### Data for review

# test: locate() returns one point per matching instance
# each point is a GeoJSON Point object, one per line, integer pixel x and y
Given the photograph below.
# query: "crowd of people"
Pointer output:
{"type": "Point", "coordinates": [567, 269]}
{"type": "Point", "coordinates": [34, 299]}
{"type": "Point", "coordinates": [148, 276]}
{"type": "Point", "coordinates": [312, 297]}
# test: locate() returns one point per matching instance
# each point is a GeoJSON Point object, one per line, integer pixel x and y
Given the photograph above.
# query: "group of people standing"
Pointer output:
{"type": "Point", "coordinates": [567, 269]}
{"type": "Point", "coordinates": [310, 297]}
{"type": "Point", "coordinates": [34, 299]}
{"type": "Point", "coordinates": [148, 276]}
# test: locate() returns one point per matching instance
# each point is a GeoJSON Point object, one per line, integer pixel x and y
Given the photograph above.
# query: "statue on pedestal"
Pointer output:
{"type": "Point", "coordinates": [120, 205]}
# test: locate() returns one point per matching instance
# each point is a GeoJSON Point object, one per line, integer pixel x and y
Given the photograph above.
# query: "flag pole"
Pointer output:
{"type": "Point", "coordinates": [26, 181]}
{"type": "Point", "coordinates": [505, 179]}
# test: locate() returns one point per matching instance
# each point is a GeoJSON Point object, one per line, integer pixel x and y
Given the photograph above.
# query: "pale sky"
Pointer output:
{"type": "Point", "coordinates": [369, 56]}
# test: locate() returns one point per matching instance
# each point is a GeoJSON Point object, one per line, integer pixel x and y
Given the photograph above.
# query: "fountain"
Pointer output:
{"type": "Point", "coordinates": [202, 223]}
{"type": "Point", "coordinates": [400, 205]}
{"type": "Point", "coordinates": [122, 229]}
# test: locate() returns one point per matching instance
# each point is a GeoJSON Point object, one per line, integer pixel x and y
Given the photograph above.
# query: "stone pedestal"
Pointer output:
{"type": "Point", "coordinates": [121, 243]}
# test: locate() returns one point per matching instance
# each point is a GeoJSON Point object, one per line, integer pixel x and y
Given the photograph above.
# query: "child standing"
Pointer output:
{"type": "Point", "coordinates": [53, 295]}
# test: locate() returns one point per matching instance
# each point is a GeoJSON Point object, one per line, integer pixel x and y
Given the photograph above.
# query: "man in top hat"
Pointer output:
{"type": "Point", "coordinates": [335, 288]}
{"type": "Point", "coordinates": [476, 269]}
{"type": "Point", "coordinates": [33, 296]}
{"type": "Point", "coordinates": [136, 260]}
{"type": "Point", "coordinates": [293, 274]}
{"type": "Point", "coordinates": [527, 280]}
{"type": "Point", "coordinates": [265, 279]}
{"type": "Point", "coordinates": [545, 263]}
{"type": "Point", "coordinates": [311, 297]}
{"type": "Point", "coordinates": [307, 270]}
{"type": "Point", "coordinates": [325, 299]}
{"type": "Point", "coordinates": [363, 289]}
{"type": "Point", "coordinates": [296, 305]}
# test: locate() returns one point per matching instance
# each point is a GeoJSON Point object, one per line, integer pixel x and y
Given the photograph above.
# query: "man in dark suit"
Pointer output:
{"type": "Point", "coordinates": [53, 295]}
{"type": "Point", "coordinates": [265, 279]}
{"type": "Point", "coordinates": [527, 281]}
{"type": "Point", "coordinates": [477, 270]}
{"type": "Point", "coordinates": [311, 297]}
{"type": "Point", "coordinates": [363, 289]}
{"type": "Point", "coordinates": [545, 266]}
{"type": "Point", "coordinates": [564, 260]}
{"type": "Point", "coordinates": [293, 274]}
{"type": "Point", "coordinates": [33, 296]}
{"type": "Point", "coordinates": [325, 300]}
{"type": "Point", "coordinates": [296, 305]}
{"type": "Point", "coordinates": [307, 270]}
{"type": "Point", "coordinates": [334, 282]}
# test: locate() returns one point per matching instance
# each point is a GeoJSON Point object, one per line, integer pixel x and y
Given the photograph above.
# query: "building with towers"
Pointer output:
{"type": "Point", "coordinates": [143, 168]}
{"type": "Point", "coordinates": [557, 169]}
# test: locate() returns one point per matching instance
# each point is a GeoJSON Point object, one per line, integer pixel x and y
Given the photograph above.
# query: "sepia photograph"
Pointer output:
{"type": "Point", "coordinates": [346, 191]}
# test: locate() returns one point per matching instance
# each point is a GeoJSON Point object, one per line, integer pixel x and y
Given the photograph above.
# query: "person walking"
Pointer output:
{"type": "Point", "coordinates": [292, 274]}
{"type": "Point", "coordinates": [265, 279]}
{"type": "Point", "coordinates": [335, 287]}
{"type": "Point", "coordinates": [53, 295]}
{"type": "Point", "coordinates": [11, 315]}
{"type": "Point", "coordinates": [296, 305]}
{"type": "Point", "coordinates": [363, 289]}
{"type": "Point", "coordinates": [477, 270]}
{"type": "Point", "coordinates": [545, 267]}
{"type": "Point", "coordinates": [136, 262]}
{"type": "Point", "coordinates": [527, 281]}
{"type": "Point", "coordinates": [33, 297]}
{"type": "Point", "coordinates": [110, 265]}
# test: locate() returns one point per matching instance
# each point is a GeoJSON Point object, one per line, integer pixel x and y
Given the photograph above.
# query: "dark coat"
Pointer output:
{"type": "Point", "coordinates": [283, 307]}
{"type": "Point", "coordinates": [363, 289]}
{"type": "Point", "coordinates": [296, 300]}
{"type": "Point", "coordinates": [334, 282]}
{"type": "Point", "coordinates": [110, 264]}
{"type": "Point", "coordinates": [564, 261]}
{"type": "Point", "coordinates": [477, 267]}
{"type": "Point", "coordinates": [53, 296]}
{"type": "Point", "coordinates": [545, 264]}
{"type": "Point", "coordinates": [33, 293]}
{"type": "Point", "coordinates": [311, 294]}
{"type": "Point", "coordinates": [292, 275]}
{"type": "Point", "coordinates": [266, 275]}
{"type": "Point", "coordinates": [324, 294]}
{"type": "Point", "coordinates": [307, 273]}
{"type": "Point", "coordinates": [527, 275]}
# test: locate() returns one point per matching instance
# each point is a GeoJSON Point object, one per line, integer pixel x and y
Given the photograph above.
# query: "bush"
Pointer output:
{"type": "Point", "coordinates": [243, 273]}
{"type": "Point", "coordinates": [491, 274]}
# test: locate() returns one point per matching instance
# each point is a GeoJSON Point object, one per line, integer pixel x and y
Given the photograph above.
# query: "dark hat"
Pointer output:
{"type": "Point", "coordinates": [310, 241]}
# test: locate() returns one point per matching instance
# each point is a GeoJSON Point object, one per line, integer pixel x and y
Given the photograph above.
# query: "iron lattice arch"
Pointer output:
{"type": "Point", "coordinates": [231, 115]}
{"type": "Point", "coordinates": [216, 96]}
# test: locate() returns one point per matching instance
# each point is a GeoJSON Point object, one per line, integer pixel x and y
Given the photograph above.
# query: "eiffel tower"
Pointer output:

### To do
Show, from the listing above, every line holding the word "people".

### Finished task
# query: "crowd of people"
# query: "group of people standing"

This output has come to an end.